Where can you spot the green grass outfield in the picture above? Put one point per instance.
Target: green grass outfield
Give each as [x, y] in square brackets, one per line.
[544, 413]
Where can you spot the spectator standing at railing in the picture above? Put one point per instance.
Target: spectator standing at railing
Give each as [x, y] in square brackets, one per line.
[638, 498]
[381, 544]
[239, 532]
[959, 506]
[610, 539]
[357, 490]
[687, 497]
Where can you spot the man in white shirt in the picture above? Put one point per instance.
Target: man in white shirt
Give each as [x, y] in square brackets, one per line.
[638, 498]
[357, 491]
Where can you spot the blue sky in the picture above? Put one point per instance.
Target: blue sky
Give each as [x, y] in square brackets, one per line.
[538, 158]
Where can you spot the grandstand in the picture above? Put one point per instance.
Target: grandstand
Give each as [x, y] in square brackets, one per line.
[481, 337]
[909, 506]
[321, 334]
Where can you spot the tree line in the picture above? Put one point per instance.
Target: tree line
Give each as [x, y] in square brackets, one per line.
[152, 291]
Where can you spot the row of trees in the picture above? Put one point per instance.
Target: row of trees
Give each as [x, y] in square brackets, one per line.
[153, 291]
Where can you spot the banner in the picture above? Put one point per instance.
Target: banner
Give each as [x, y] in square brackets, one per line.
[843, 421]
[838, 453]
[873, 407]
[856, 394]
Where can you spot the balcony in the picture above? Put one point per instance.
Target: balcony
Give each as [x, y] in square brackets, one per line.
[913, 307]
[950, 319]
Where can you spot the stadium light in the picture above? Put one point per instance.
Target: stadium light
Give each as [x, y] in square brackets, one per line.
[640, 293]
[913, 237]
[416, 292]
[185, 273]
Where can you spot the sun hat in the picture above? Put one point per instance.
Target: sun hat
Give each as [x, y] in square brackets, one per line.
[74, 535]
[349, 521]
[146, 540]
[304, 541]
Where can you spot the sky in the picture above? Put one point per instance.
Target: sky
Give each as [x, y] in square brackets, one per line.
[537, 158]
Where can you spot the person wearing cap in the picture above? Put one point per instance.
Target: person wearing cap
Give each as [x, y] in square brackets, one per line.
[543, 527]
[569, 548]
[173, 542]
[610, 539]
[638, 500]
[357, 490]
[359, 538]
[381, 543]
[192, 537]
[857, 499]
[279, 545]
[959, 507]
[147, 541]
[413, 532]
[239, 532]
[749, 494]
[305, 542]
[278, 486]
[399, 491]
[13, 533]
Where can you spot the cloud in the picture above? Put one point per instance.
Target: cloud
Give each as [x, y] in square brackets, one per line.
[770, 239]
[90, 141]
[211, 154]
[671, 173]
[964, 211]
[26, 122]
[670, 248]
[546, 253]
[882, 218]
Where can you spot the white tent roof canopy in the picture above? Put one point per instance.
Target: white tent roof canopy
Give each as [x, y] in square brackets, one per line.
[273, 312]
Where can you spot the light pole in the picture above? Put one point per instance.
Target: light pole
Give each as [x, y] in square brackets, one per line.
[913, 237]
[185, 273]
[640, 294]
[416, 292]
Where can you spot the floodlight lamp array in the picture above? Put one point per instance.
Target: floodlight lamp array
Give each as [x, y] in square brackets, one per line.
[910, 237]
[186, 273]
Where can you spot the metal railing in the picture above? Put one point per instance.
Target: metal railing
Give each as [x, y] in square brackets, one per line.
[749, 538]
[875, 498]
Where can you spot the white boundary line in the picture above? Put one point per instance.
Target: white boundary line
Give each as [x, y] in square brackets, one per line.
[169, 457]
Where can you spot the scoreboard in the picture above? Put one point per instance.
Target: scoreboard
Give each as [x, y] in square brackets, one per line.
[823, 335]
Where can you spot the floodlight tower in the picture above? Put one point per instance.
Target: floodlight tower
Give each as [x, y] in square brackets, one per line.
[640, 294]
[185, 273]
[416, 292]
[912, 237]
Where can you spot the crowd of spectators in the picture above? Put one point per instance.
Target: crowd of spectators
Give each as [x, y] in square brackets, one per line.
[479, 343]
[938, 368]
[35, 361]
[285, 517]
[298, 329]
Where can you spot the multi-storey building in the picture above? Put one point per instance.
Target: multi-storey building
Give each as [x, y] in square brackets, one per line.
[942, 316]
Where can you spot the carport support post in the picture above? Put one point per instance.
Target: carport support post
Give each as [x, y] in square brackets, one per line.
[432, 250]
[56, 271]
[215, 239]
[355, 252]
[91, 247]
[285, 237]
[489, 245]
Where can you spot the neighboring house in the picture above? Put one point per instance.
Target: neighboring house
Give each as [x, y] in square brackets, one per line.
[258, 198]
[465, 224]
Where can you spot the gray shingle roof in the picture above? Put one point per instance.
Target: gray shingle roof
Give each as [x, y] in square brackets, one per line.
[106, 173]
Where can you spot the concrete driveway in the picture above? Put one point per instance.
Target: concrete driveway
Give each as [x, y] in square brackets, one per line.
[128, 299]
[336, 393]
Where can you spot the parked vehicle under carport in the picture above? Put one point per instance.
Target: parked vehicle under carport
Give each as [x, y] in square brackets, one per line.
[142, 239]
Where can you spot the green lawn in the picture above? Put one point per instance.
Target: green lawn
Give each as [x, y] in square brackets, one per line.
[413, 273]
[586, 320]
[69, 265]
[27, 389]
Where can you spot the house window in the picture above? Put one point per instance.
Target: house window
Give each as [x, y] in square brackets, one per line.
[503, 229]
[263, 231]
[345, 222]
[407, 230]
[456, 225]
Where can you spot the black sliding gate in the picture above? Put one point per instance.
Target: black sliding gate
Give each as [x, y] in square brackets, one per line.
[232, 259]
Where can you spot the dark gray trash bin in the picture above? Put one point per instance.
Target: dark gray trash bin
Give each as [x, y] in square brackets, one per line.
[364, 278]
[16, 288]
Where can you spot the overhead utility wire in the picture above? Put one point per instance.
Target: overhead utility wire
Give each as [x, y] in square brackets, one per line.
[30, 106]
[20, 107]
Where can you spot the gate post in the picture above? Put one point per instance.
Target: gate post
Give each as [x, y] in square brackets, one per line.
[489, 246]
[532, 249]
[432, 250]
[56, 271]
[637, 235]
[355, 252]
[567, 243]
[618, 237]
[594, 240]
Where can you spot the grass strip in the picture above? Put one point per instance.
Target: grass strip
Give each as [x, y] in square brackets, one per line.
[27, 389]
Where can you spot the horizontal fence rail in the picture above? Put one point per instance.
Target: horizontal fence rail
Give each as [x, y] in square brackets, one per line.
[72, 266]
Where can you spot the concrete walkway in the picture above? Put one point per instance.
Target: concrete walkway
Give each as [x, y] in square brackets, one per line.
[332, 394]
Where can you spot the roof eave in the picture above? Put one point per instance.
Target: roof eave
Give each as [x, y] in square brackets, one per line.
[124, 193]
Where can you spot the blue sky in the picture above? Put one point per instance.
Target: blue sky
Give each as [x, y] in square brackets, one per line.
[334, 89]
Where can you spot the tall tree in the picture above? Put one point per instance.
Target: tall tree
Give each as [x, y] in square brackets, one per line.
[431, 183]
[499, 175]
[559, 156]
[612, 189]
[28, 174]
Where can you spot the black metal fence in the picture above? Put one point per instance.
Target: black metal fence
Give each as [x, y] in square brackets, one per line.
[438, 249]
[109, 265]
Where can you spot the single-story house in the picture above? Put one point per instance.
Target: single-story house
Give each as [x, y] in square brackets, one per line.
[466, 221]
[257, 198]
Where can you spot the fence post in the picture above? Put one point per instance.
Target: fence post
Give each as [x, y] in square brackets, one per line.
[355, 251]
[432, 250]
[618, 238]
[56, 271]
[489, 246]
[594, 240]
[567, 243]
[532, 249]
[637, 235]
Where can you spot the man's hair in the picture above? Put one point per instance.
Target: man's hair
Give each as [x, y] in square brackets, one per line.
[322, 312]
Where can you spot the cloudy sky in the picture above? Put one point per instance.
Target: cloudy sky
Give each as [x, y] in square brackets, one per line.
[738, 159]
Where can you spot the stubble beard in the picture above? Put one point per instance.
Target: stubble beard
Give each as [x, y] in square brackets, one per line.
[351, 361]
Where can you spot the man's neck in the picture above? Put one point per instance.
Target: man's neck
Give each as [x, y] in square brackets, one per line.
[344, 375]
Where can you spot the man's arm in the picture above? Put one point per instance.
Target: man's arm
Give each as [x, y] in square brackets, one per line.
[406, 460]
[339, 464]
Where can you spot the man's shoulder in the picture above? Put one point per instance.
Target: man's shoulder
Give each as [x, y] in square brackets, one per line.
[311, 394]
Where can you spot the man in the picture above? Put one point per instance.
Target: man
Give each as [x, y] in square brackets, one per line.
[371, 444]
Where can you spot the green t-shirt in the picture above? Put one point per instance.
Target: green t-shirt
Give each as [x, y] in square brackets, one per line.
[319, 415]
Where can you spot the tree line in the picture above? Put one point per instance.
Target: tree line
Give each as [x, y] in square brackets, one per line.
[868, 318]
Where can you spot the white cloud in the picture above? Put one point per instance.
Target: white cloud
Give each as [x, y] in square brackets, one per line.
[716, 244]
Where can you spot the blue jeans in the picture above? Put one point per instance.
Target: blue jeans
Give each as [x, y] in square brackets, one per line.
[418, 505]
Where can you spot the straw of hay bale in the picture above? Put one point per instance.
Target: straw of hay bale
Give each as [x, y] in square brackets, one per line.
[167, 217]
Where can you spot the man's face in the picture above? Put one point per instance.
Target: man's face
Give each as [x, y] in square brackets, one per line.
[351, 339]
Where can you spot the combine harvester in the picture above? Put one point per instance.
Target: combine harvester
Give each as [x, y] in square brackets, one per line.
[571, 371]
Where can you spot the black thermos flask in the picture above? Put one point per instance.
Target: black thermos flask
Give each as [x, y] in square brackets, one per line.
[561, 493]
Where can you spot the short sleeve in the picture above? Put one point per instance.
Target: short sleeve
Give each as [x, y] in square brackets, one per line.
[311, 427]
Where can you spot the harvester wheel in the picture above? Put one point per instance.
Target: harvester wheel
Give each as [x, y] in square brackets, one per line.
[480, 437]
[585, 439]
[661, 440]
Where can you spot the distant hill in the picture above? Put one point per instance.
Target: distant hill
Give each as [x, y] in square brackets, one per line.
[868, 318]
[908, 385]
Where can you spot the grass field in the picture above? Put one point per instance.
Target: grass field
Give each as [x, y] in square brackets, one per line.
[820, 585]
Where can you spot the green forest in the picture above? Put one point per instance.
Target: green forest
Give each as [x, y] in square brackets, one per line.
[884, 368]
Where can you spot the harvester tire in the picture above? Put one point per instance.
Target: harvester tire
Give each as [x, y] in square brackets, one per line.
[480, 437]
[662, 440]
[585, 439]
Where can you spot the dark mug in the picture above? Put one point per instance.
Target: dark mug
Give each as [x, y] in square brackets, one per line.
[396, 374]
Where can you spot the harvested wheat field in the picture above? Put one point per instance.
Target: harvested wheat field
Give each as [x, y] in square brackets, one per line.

▸ Given problem
Transcribe the entries from the line with "Where can you spot the green forest" through the end of the entries, both ends included.

▸ The result
Where can you spot the green forest in the picture above? Put one point per instance.
Target: green forest
Give each as [x, y] in square brackets, one per line.
[884, 368]
Where can you spot the harvester tire in the picture above? Put one point per instance.
Target: harvester tire
Give each as [x, y] in square brackets, one per line.
[480, 437]
[662, 440]
[585, 439]
Where can you spot the dark mug in the picture above? Put one point per instance.
Target: dark mug
Give each as [x, y] in square brackets, one per line.
[396, 374]
Where can you spot the harvested wheat field in the picture above? Put one point per instance.
Target: harvested wheat field
Give each as [x, y] in square brackets, one per line.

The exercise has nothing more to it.